• [Document excerpt]
US, EU and Britain slap sanctions on Belarus officials and companies

FILE PHOTO: Russian President Putin meets with his Belarusian counterpart Lukashenko
FILE PHOTO: Russian President Putin meets with his Belarusian counterpart Lukashenko in Sochi

LUXERMBOURG/WASHINGON (Reuters) -The United States, the European Union and Britain imposed sweeping sanctions on Belarusian entities and officials on Monday and called on Minsk “to end its repressive practices against its own people”.

The allies together with Canada also told the administration of President Alexander Lukashenko to cooperate with investigations into the forced landing of a Ryanair jet there in May and the arrest of a reporter and his girlfriend on board.

The coordinated action reflected growing Western frustration over Belarus which plunged into crisis last year when street protests erupted over what demonstrators said was a rigged presidential election.

• [Some records]

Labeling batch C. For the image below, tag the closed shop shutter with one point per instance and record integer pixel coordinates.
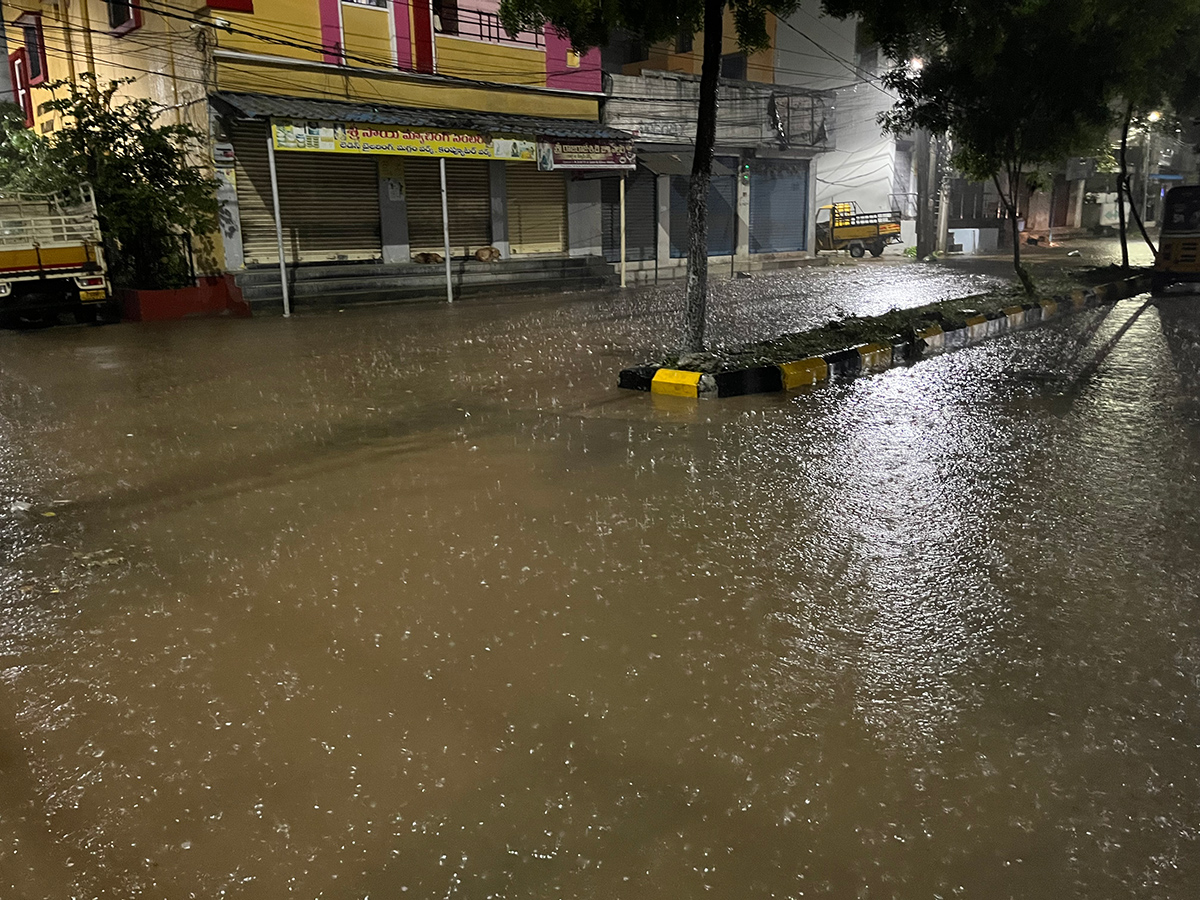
(329, 203)
(537, 209)
(641, 216)
(721, 213)
(779, 207)
(468, 205)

• [Set exercise 1]
In the Belarus sanctions article, which three parties imposed the sanctions?
• [Set exercise 2]
Rewrite the section of the Belarus sanctions article that begins with "The coordinated action" and ends with "rigged presidential election.", replacing "frustration" with "anger".

• [Response 1]
The United States, the European Union and Britain.

• [Response 2]
The coordinated action reflected growing Western anger over Belarus which plunged into crisis last year when street protests erupted over what demonstrators said was a rigged presidential election.